» Records for this exercise
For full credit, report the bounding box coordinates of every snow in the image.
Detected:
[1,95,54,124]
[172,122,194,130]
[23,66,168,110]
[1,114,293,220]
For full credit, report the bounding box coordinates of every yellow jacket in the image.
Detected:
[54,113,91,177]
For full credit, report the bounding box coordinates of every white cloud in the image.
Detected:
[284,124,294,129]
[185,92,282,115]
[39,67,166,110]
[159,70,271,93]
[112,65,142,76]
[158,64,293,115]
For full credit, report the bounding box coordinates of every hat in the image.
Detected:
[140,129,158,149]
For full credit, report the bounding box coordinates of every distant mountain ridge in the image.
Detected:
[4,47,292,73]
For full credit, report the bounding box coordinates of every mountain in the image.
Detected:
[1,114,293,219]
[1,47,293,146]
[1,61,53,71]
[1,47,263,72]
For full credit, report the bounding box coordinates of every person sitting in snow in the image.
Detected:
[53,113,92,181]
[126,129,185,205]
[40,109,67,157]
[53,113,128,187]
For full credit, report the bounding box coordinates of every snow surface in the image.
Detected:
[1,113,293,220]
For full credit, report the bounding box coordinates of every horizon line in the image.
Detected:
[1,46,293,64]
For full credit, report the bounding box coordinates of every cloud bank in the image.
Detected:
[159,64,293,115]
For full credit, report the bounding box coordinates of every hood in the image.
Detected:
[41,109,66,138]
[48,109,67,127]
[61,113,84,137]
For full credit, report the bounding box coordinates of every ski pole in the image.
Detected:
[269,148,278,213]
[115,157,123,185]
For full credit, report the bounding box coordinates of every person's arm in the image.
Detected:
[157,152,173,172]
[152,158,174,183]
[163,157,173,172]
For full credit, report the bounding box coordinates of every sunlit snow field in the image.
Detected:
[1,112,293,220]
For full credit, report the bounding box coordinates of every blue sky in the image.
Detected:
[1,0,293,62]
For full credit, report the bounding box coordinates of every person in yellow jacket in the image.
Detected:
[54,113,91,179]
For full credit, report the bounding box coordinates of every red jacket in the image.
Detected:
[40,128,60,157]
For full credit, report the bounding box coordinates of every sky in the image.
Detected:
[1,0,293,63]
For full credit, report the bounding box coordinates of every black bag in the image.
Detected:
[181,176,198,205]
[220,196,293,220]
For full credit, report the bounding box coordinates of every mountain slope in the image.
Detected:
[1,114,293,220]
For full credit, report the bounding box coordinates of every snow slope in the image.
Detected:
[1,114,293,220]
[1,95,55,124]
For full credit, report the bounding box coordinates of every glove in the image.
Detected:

» Instructions to follow
Would you please copy every line of the data exactly?

» Completed task
For full credit, report the bounding box coordinates of every snow in the image.
Detected:
[1,95,54,124]
[172,122,194,130]
[23,66,168,110]
[1,114,293,220]
For full credit, report the bounding box coordinates of every yellow jacket in the image.
Detected:
[54,113,91,177]
For full credit, report the bounding box coordinates of every white cloud in the image.
Detected:
[284,124,294,129]
[185,92,282,115]
[39,67,166,110]
[159,70,271,93]
[112,65,142,76]
[158,64,293,115]
For full credit, report the bounding box coordinates of every hat in the image.
Detected:
[140,129,158,149]
For full credit, report the bounding box coordinates of every distant mountain ridge in the image.
Detected:
[4,47,292,73]
For full credit, report the bounding box coordinates of every mountain in the image.
Detected:
[1,114,293,219]
[1,47,293,146]
[1,61,53,71]
[1,47,263,72]
For full credit, report the bounding box coordinates of every person sitting in snow in the image.
Detected:
[53,113,92,181]
[126,129,185,205]
[40,109,67,157]
[53,113,128,187]
For full credit, report the bounding box coordinates of every snow surface in the image.
Detected:
[1,113,293,220]
For full credit, report the bounding box coordinates of every horizon line in the image.
Detected:
[1,46,293,64]
For full credit, report the bounding box coordinates of every cloud bank in the image.
Detected:
[159,64,293,115]
For full credit, report the bounding box coordinates of every hood in the image.
Detected:
[41,109,66,138]
[48,109,67,127]
[61,113,84,137]
For full credit, report the bounding box coordinates of every ski pole in the image.
Detected:
[269,148,278,213]
[115,157,123,185]
For full credit, report the bounding box coordinates of every person's arm in the image.
Detected:
[157,152,173,172]
[152,158,174,183]
[163,157,173,172]
For full credit, report the bounding box coordinates of every sunlit snow field in the image.
Detected:
[1,112,293,220]
For full credit, report the bounding box coordinates of every blue sky in the image.
Detected:
[1,0,293,62]
For full credit, report the bounding box coordinates of every person in yellow jacket in the image.
Detected:
[54,113,91,179]
For full credit, report the bounding box coordinates of every red jacket in the image.
Detected:
[40,128,60,157]
For full credit, report the bounding box coordinates of every sky in the image.
Detected:
[1,0,293,63]
For full credit, report the bounding box coordinates of every black bag in the image.
Detected:
[181,176,198,205]
[220,196,293,220]
For full credit, report the bounding box coordinates of every mountain slope in the image.
Detected:
[1,114,293,220]
For full credit, report the bounding box coordinates of every snow slope in the image.
Detected:
[1,114,293,220]
[1,95,55,124]
For full credit, report the bounding box coordinates of every glove in the image.
Detected:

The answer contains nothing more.